## Quoted passage
..............................

Is yesterday’s ‘reefer madness’ today’s ‘cannabis psychosis’?

Cannabis psychosis

Its high time in the Beehive. The new Labour led Coalition is promising to move towards Medical Cannabis in the first 100 days, and push NZ First’ proposal of a non-binding referendum on cannabis by the 2000 election. Liberal NZ is ready for legalization, 65% want legalization or decriminalization as is now common in many countries. Not only is cannabis harmless, it is positively a super food.

Reactionary die-hard NZ doesn’t want reform because looking through the bottom of its beer glass it is convinced that “reefer madness” is a ‘true’ fact and that the madness appears everywhere as ‘feral’ behavior – violence, gangs, depression, even schizophrenia in youth. Both sides claim the science is on their side.  Is this the case?

The liberals, bleeding hearts to prohibitionists, have tried cannabis and know it doesn’t make you mad let alone kill you. Far from causing harm it prevents harm. But that evidence is called ‘anecdotal’ rather than scientific, and science is what scientists do. So, the B-grade movie ‘Reefer Madness’, is now dressed up in a lab coat and called ‘Cannabis Psychosis’. The most frequent citation for such a causal link is that of the Canterbury Health and Development Study (CHDS) led by David Fergusson.

The CHDS claims to prove that cannabis ‘abuse’ is a cause of adolescent psychosis, specifically schizophrenia. Yet it has failed to show that a correlation (that those prone to schizophrenia also tend to use cannabis) is also a cause as it has not controlled adequately for ‘confounding’ genetic and social causes. The ‘science’ is superficial and suspect.

Some scientists are critical of claims that have been made: e.g. “Cannabis and Psychosis: a Critical Overview of the Relationship” by Charles Ksir and Carl Hart (Feb 2016) in Current Psychiatry Reports. You will find Carl Hart an outspoken critic of how science and drug research in particular has obscured the real problems – poverty, unemployment (capitalism) and instead blamed people who use (illegal) drugs

The most likely explanation is that ‘cannabis psychosis’ is a false construct based on a misapplication of statistical models which cannot replicate real life including cannabis prohibition. If cannabis use and indicators of psychosis are measuring anything real for a tiny minority of people they are neither necessary nor sufficient causes of the other but the effects of more fundamental biological and social causes. We expect as cannabis reform promotes better scientific studies, evidence will accumulate that proves beyond doubt that socially informed cannabis use is not only harmless, but beneficial.

We argue that much cannabis use, like religion, is as an ‘opiate of the masses’ that workers use to dull the pain of our alienated lives under capitalism. Socialist revolution is the only way to end capitalist alienation and the need for ‘opiates’.

..............................

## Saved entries
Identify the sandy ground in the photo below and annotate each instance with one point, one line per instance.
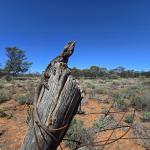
(13, 129)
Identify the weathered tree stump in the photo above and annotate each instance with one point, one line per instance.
(56, 102)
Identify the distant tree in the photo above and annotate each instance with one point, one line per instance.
(16, 62)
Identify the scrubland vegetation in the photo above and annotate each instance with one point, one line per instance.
(124, 93)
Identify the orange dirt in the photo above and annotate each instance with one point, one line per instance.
(14, 128)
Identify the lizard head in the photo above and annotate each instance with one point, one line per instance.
(69, 49)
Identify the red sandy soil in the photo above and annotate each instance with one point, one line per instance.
(14, 128)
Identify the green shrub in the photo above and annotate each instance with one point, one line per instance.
(23, 99)
(129, 119)
(104, 123)
(78, 133)
(8, 77)
(4, 95)
(146, 116)
(141, 101)
(120, 99)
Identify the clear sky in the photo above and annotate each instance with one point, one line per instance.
(109, 33)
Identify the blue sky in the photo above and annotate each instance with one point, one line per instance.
(109, 33)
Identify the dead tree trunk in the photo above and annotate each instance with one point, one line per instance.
(56, 102)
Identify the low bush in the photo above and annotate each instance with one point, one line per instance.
(146, 116)
(23, 99)
(129, 119)
(4, 95)
(77, 132)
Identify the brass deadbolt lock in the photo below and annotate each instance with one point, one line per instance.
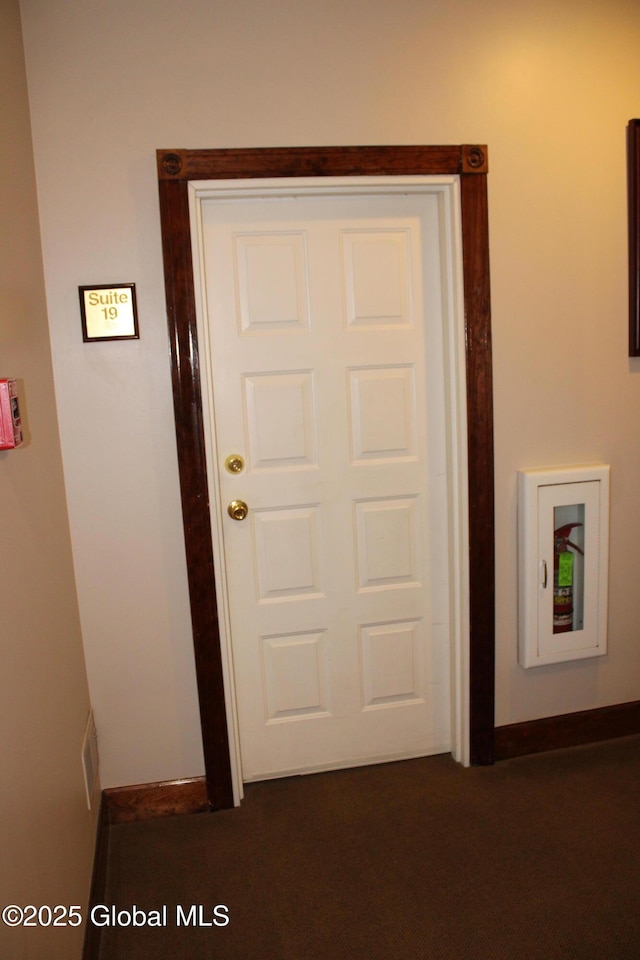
(237, 509)
(234, 463)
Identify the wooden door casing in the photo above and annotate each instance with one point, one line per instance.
(175, 169)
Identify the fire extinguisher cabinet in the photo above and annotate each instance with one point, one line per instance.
(563, 563)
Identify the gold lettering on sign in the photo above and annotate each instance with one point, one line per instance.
(109, 312)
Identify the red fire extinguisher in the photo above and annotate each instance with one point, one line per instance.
(563, 578)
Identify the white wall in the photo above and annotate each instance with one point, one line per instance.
(46, 831)
(549, 86)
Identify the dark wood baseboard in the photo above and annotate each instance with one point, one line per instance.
(146, 801)
(567, 730)
(91, 946)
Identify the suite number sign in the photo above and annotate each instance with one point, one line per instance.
(109, 312)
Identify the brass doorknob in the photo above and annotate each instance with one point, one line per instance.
(237, 509)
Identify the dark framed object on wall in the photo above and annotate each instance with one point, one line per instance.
(633, 200)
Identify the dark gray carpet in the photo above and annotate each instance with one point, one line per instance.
(534, 859)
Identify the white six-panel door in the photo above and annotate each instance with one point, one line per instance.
(325, 327)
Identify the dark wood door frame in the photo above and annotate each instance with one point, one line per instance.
(175, 169)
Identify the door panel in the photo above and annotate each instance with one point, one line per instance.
(325, 322)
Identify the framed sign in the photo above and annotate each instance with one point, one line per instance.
(109, 312)
(633, 201)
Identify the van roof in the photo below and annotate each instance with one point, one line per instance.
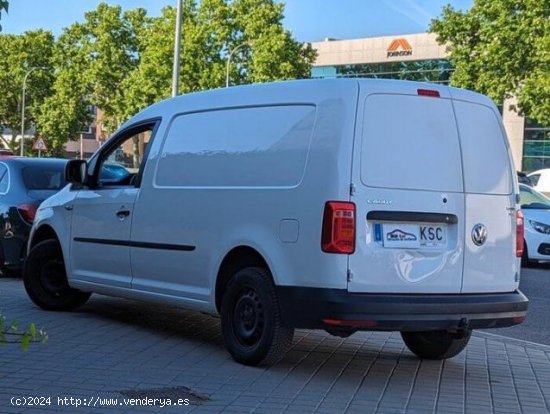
(265, 89)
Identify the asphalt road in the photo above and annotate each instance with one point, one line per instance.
(535, 284)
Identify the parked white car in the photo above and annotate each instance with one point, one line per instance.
(536, 212)
(541, 180)
(341, 205)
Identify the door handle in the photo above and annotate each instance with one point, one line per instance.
(122, 214)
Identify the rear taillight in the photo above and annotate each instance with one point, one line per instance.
(519, 233)
(338, 234)
(27, 211)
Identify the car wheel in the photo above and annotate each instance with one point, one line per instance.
(45, 279)
(253, 330)
(436, 344)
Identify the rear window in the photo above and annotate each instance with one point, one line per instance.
(410, 142)
(487, 163)
(40, 177)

..............................

## Activities
A. Rewrite the paragraph of the piece on cannabis psychosis that begins "The CHDS claims to prove" in fewer words, keeping its main points.
B. Copy out the stretch of the piece on cannabis psychosis from "Its high time" through "this the case?".

## Outputs in order
A. The CHDS claims cannabis "abuse" causes adolescent psychosis, specifically schizophrenia. But it has not shown that the correlation between schizophrenia proneness and cannabis use is causal, because it did not adequately control for confounding genetic and social causes. Its "science" is superficial and suspect.

B.
Its high time in the Beehive. The new Labour led Coalition is promising to move towards Medical Cannabis in the first 100 days, and push NZ First’ proposal of a non-binding referendum on cannabis by the 2000 election. Liberal NZ is ready for legalization, 65% want legalization or decriminalization as is now common in many countries. Not only is cannabis harmless, it is positively a super food.

Reactionary die-hard NZ doesn’t want reform because looking through the bottom of its beer glass it is convinced that “reefer madness” is a ‘true’ fact and that the madness appears everywhere as ‘feral’ behavior – violence, gangs, depression, even schizophrenia in youth. Both sides claim the science is on their side.  Is this the case?